[Supplied records]
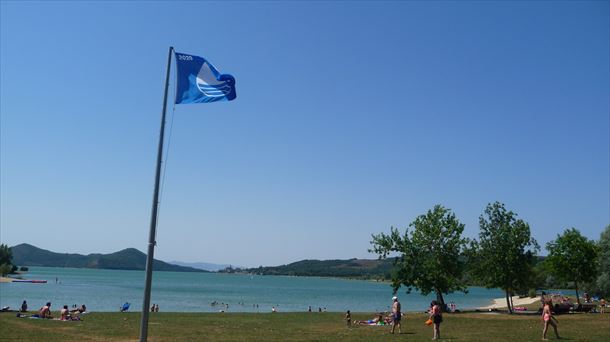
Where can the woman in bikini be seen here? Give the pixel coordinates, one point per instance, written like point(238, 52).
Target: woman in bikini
point(547, 318)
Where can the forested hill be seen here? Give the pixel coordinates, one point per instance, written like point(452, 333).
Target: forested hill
point(352, 268)
point(126, 259)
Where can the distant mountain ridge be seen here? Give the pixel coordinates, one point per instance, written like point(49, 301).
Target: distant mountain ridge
point(126, 259)
point(202, 265)
point(352, 268)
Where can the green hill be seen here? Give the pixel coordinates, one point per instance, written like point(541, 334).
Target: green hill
point(126, 259)
point(352, 268)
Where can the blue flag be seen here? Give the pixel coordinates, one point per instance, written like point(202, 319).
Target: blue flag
point(200, 82)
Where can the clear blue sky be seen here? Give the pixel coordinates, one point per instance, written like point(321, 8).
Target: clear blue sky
point(350, 117)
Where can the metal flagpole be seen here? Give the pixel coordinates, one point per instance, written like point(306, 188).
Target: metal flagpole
point(153, 217)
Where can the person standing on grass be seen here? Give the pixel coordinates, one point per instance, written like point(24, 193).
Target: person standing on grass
point(548, 318)
point(436, 316)
point(396, 315)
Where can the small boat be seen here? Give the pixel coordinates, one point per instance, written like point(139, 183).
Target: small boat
point(29, 281)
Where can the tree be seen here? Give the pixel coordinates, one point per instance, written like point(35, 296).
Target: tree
point(572, 257)
point(602, 283)
point(6, 259)
point(430, 254)
point(504, 255)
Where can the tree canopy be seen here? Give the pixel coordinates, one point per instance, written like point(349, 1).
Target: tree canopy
point(602, 283)
point(572, 257)
point(503, 256)
point(429, 253)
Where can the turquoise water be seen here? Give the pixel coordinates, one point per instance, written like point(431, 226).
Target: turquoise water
point(107, 290)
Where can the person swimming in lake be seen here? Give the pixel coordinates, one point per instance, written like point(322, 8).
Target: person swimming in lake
point(64, 314)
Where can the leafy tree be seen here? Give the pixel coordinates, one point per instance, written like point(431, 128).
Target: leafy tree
point(504, 255)
point(6, 259)
point(602, 282)
point(429, 254)
point(572, 257)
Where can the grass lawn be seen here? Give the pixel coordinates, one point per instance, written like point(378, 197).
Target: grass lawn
point(297, 327)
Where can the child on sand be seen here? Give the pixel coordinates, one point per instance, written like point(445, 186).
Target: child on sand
point(437, 317)
point(64, 314)
point(547, 318)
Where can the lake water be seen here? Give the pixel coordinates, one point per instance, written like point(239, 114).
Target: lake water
point(107, 290)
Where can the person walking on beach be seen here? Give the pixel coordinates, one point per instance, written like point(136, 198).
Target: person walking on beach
point(396, 315)
point(437, 317)
point(548, 318)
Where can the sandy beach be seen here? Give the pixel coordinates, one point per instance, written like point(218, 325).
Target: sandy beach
point(499, 303)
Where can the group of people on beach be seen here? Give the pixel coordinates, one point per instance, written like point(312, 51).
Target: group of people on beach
point(395, 316)
point(45, 312)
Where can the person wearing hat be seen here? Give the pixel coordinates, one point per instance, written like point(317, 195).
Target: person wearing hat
point(396, 315)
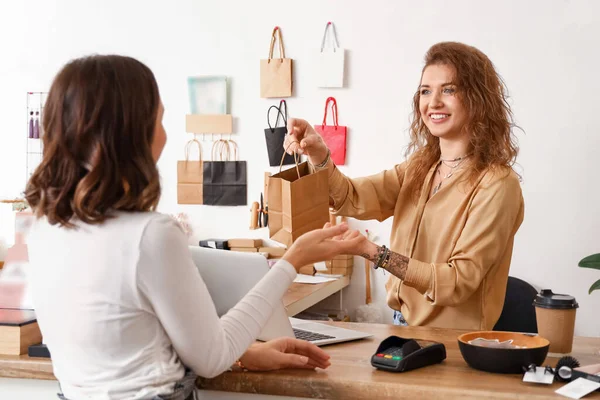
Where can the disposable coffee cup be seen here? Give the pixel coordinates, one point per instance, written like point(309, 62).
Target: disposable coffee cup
point(555, 315)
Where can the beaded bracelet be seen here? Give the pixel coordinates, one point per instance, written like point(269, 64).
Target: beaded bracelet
point(383, 258)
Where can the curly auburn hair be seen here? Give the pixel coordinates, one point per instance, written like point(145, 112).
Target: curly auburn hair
point(489, 123)
point(98, 126)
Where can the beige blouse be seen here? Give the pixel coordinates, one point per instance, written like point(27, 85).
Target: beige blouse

[What to produce] Rewrite every line of the entries above as a numbered list, skipping blank lines and leaving out the pictures.

[Exercise solution]
1. Where can the woman in bikini be seen here? Give the pixel coordinates, one point per instance, written like point(238, 52).
2. Target: woman in bikini
3. point(547, 318)
4. Where can the forested hill be seen here? Give the pixel coordinates, one point per instance, written like point(452, 333).
5. Target: forested hill
6. point(352, 268)
7. point(126, 259)
8. Where can the distant mountain ridge be seen here? Give the pixel coordinates, one point per instance, written like point(49, 301).
9. Target: distant mountain ridge
10. point(126, 259)
11. point(202, 265)
12. point(352, 268)
13. Where can the green hill be seen here? Give the pixel coordinates, one point per instance, written like point(541, 334).
14. Target: green hill
15. point(126, 259)
16. point(352, 268)
17. Where can the blue flag be seen here? Give the pixel coordinates, one point per instance, written like point(202, 319).
18. Target: blue flag
19. point(200, 82)
20. Where can the clear blue sky be seen here? Give the pixel coordinates, one point per instance, written like point(321, 8).
21. Target: clear blue sky
22. point(350, 117)
23. Where can the metal flagpole be seen here? Give the pixel coordinates, one point per instance, written like point(306, 188).
24. Target: metal flagpole
25. point(153, 217)
26. Where can the person standing on grass be seen here? Give the pixel coordinates, one point per instance, written like point(24, 193).
27. Target: person standing on grass
28. point(548, 318)
29. point(436, 316)
30. point(396, 315)
31. Where can the small boat be seen here? Give the pixel coordinates, one point per instance, written like point(139, 183).
32. Target: small boat
33. point(29, 281)
34. Where can the tree be seen here? Give the pixel coordinates, one point per instance, written like point(35, 296).
35. Target: tree
36. point(572, 257)
37. point(602, 283)
38. point(6, 259)
39. point(430, 254)
40. point(504, 255)
41. Where can the tree canopy be seen here? Give the pixel coordinates, one point per instance, written like point(349, 1).
42. Target: tree canopy
43. point(602, 283)
44. point(572, 257)
45. point(503, 256)
46. point(429, 253)
47. Where can the turquoise water be seen here? Give the pixel coordinates, one point per instance, written like point(431, 226).
48. Target: turquoise water
49. point(107, 290)
50. Where can the person swimming in lake be seen here? Give the pixel coordinates, one point per instance, written like point(322, 8).
51. Target: person swimming in lake
52. point(64, 314)
53. Where can the leafy tree be seen here? Give the pixel coordinates, one point per instance, written like point(431, 128).
54. Target: leafy tree
55. point(504, 255)
56. point(6, 259)
57. point(602, 282)
58. point(429, 254)
59. point(572, 257)
60. Where can the grass lawn be seen here? Give the pixel coordinates, one point per instance, written like point(378, 197).
61. Target: grass lawn
62. point(297, 327)
63. Where can the child on sand be seen here? Give the pixel coordinates, one point per instance, written like point(445, 186).
64. Target: child on sand
65. point(437, 317)
66. point(64, 314)
67. point(547, 318)
68. Where can the lake water be seen here? Give the pixel coordinates, one point per instance, written like point(239, 114).
69. Target: lake water
70. point(107, 290)
71. Where can the person walking on beach be seen here? Give the pixel coordinates, one point per instance, written like point(136, 198).
72. Target: person walking on beach
73. point(396, 315)
74. point(437, 317)
75. point(548, 318)
76. Where can the sandy beach be seen here? Give the pixel coordinates, one point per instance, written like point(218, 325).
77. Target: sandy beach
78. point(499, 303)
79. Where can the group of people on beach be seen here? Give the pixel coordinates, one point per instance, written like point(312, 51).
80. Target: group of people on beach
81. point(395, 316)
82. point(45, 312)
83. Where can the person wearing hat be seen here? Give the pixel coordinates, one point per instance, written like point(317, 195).
84. Target: person wearing hat
85. point(396, 315)
86. Where can the disposable coffee cup be seen here? Give the pixel coordinates, one point per instance, written like point(309, 62).
87. Target: disposable coffee cup
88. point(555, 315)
89. Where can the beaded bracelet be seen here? Give the pixel coordinates, one point per instance, written like point(269, 64).
90. Target: beaded bracelet
91. point(383, 258)
92. Where can the curly auburn hair be seen here? Give the pixel coordinates, one point per instance, written like point(145, 112).
93. Target: curly auburn hair
94. point(489, 123)
95. point(98, 126)
96. Where can the beige blouse be seen here? Give the pixel coordinates, one point per instance, written like point(27, 85).
97. Target: beige blouse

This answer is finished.